Problem to work on: Arrange the lines of the records below as a numbered list, leaving out any blank lines: begin at the line that contains "people in this photo, one line per instance." and stop after the line that contains "(1097, 528)", including both.

::::::

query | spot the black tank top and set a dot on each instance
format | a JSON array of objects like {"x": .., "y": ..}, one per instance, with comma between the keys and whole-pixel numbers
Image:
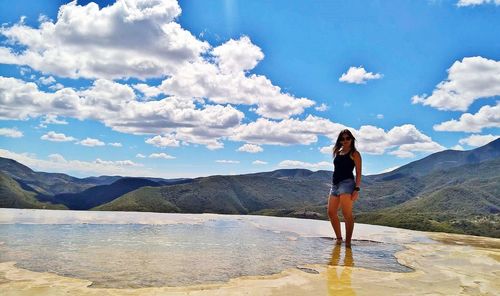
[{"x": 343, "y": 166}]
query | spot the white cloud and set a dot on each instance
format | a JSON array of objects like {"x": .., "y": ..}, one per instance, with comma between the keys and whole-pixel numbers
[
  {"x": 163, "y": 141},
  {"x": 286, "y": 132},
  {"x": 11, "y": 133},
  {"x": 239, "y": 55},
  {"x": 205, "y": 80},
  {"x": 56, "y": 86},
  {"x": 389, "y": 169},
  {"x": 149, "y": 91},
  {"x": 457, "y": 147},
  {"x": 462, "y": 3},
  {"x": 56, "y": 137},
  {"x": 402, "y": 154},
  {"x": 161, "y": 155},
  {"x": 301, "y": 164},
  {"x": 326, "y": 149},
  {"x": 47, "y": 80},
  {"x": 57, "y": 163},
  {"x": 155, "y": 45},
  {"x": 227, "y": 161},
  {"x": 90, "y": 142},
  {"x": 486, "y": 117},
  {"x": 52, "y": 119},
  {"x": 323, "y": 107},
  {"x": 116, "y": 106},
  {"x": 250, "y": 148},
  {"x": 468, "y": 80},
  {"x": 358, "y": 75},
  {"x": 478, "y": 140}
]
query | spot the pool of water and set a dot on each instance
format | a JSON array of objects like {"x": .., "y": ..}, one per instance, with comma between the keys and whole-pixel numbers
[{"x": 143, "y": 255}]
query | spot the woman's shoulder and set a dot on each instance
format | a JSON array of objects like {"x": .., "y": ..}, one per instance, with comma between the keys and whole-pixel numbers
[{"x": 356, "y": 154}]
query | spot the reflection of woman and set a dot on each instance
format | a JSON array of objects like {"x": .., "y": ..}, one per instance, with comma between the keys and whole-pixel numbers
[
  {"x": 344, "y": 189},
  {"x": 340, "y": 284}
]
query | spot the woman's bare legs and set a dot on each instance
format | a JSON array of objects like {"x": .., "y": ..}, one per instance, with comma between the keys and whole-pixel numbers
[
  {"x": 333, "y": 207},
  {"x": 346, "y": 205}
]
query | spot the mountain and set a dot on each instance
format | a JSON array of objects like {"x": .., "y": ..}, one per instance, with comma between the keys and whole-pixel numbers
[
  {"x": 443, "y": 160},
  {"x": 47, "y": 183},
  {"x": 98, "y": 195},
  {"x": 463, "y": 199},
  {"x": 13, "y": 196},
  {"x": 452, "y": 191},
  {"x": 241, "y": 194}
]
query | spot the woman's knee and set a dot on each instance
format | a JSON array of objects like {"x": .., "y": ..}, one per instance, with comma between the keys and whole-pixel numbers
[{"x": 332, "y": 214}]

::::::

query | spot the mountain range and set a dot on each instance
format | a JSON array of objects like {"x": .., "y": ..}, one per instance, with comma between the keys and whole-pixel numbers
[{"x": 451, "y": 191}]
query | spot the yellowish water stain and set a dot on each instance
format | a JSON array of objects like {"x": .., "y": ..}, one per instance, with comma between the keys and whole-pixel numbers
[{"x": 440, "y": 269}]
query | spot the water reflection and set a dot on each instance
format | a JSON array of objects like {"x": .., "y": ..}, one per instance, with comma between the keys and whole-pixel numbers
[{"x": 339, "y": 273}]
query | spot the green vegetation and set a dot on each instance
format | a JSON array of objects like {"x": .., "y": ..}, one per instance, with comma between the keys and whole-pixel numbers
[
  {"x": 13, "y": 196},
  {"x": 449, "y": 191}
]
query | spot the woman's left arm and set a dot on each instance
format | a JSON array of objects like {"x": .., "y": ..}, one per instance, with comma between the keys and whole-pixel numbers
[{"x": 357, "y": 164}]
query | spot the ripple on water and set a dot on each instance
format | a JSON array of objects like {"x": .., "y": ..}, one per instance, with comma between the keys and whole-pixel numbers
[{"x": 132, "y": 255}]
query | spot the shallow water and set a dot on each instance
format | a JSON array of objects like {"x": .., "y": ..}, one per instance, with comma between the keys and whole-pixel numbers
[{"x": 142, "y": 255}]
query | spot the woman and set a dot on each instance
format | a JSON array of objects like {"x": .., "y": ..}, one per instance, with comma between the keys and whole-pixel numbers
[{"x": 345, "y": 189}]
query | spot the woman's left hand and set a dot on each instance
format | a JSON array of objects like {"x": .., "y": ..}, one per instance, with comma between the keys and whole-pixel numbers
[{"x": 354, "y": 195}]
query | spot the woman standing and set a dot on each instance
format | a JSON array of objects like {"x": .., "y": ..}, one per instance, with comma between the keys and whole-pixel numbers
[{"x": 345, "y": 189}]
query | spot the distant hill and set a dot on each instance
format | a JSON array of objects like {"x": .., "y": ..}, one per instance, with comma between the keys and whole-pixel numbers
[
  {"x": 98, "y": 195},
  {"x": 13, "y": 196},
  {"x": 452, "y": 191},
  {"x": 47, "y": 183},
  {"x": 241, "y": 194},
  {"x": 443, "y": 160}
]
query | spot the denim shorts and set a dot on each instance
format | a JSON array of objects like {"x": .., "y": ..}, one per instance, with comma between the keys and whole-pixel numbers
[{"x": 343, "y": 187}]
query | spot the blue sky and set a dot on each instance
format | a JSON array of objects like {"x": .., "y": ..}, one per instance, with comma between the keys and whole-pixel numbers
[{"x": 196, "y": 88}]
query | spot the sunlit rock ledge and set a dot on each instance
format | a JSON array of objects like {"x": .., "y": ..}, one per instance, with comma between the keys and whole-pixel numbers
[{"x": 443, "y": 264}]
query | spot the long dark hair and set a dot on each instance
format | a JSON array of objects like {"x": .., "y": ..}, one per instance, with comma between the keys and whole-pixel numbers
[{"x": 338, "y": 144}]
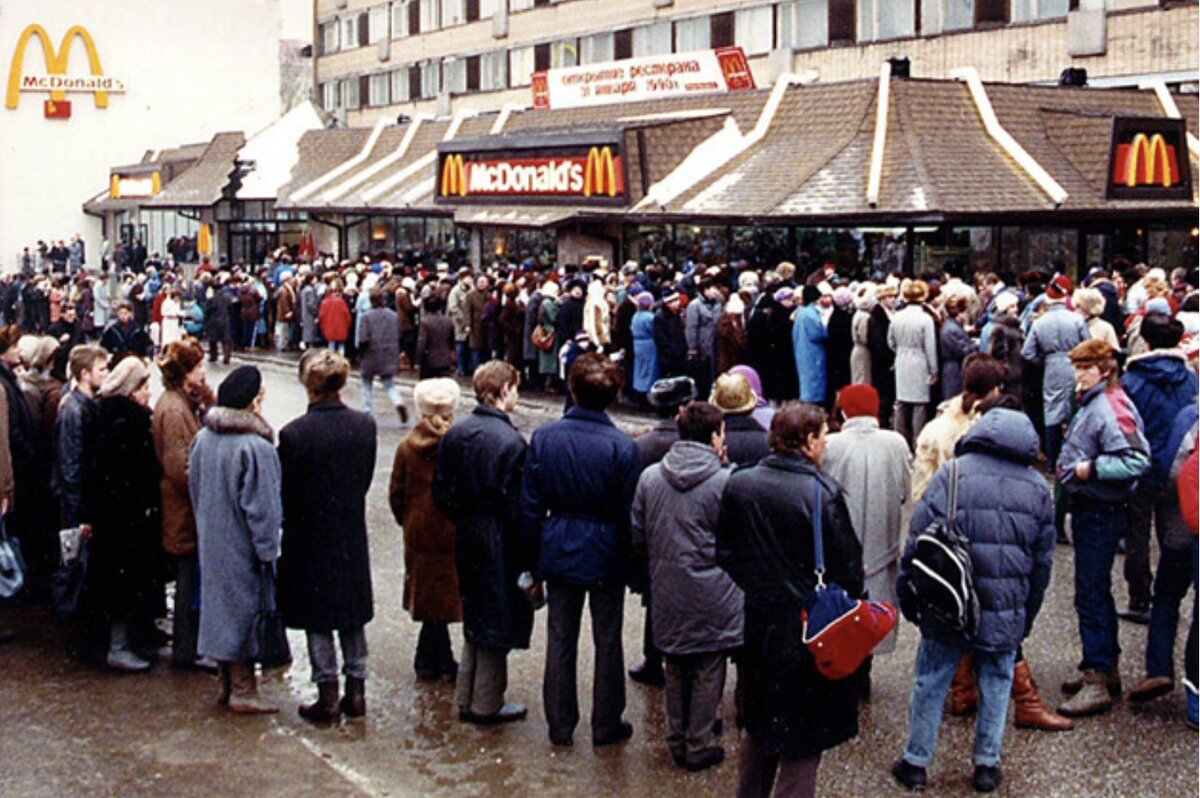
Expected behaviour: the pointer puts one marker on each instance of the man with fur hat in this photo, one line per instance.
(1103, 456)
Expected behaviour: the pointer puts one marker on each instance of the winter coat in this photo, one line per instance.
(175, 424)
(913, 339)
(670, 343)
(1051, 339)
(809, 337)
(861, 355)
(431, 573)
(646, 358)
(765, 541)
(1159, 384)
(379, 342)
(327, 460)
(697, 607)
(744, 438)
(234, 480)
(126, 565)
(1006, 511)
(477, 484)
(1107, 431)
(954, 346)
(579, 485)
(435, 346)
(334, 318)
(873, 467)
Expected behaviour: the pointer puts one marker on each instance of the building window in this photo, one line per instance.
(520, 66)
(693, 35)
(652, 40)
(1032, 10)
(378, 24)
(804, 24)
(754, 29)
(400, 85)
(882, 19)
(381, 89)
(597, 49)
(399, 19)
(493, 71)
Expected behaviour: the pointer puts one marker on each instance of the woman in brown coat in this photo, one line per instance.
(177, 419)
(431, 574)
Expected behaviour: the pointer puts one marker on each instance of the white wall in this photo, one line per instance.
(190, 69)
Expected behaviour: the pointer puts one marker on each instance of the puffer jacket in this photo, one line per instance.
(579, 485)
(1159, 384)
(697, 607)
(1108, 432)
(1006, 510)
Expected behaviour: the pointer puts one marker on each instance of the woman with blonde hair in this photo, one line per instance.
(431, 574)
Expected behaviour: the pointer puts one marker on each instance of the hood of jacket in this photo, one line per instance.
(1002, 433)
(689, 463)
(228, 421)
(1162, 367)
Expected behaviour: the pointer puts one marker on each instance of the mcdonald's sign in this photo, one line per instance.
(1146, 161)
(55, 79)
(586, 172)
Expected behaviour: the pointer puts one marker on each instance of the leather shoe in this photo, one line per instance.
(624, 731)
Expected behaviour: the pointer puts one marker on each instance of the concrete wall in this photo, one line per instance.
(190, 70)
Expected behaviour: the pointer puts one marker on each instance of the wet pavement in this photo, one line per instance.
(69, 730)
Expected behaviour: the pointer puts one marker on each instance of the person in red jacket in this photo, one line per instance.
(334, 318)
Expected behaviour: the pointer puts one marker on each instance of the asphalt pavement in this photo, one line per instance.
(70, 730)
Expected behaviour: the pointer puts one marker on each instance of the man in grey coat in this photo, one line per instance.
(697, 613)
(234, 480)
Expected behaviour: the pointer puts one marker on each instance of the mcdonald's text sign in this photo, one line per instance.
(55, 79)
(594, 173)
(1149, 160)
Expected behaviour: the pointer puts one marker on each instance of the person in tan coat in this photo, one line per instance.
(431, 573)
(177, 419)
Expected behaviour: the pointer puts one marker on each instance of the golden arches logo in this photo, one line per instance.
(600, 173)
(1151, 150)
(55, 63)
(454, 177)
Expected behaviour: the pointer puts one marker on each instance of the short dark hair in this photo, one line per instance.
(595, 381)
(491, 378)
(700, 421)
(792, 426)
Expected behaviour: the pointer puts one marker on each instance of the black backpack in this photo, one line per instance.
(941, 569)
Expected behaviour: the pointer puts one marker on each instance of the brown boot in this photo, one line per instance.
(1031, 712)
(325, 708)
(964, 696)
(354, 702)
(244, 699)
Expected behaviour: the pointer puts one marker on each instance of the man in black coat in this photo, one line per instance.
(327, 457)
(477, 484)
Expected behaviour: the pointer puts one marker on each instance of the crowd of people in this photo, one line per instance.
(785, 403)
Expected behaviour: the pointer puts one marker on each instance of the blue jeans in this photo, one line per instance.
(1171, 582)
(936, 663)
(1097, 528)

::::::

Written answer:
1. Expected behaviour: the pointer puts one marker on each instance of the crowd of people in this photo, one line per instance.
2. (785, 403)
3. Expected behaviour: the pointer puts one marker on each instance of the blue jeans in this photo, one line per instance.
4. (1171, 582)
5. (936, 663)
6. (1097, 528)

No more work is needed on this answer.